Given task A: Please recast the listing that follows the mailing-list post as a two-column CSV with the columns "query" and "result". Give one row per item: put its text and its answer each in one quoted field, turn line breaks into spaces, and leave the pictures out.

Selected text:
· · · ·

RE: 'code unit' and 'code point' meaning check

From: Kenneth Whistler (kenw@sybase.com)
Date: Wed May 14 2003 - 18:45:07 EDT

  • Next message: Yael.Aharon@nokia.com: "Unicode conformant character encodings and us-ascii"

    Rick Cameron asked:

    > (I'm sure this is an FAQ - but why are the code points 0xd800-0xdfff not
    > considered noncharacters? Obviously no abstract character can be associated
    > with them! Is there a different term that describes code points like this?)

    It's not in the online preview Chapter 3, but rather in Chapter 2
    of Unicode 4.0. (Incidentally, the editors are trying to get
    preview versions of Chapters 1 and 2 posted, as well, to help
    out with questions like this while we are waiting for the actual
    publication of the book from Addison-Wesley.)

    The answer is that in the new scheme for 4.0, the Unicode Technical Committee
    has decided on a nomenclature that divides code points into
    7 basic types (gc refers to General Category property values):

    1. Graphic (gc = [L, M, N, P, S, Zs])

· · · ·

Data extract:
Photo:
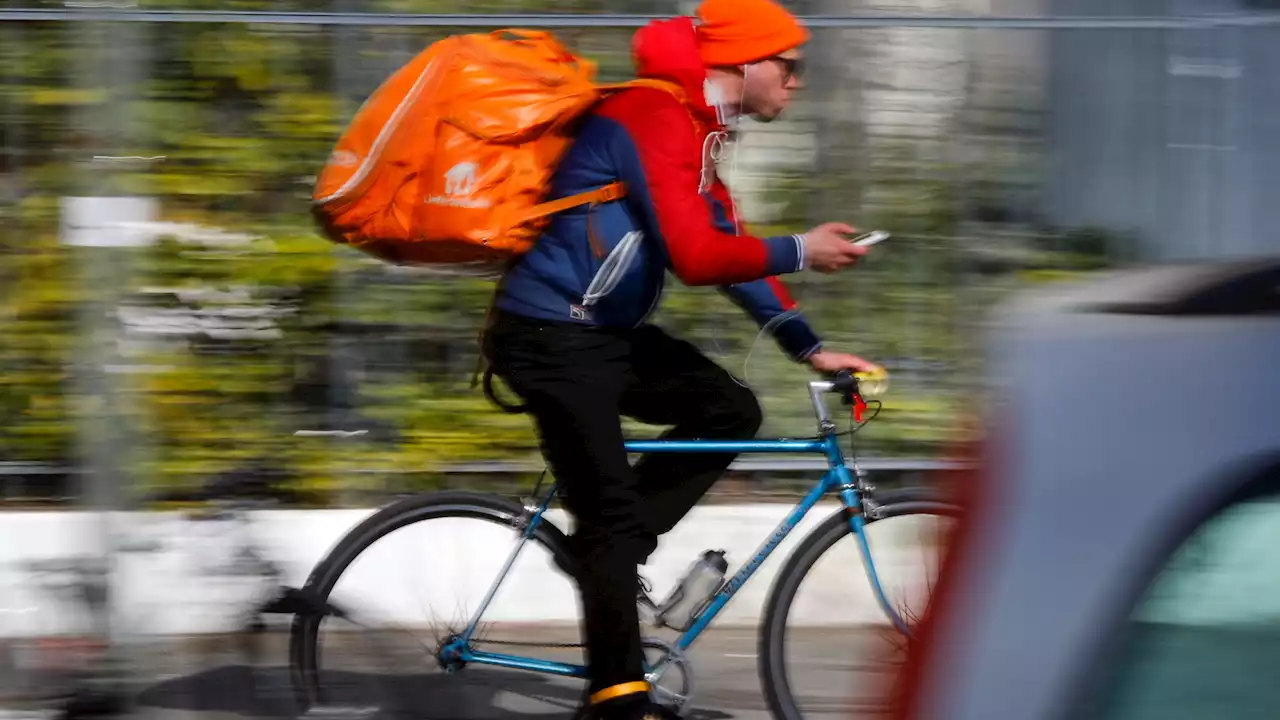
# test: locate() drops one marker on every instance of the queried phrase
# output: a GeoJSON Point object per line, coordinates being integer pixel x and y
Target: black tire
{"type": "Point", "coordinates": [775, 682]}
{"type": "Point", "coordinates": [325, 574]}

· · · ·

Given task B: Reproduce everything in the mailing-list post from "Date: Wed May" down to "points like this?)", unchanged.

Task solution A:
query,result
"Photo: # test: locate() drops one marker on every instance of the queried phrase # output: a GeoJSON Point object per line, coordinates being integer pixel x and y Target: black tire","{""type"": ""Point"", ""coordinates"": [775, 682]} {""type"": ""Point"", ""coordinates"": [325, 574]}"

Task solution B:
Date: Wed May 14 2003 - 18:45:07 EDT

  • Next message: Yael.Aharon@nokia.com: "Unicode conformant character encodings and us-ascii"

    Rick Cameron asked:

    > (I'm sure this is an FAQ - but why are the code points 0xd800-0xdfff not
    > considered noncharacters? Obviously no abstract character can be associated
    > with them! Is there a different term that describes code points like this?)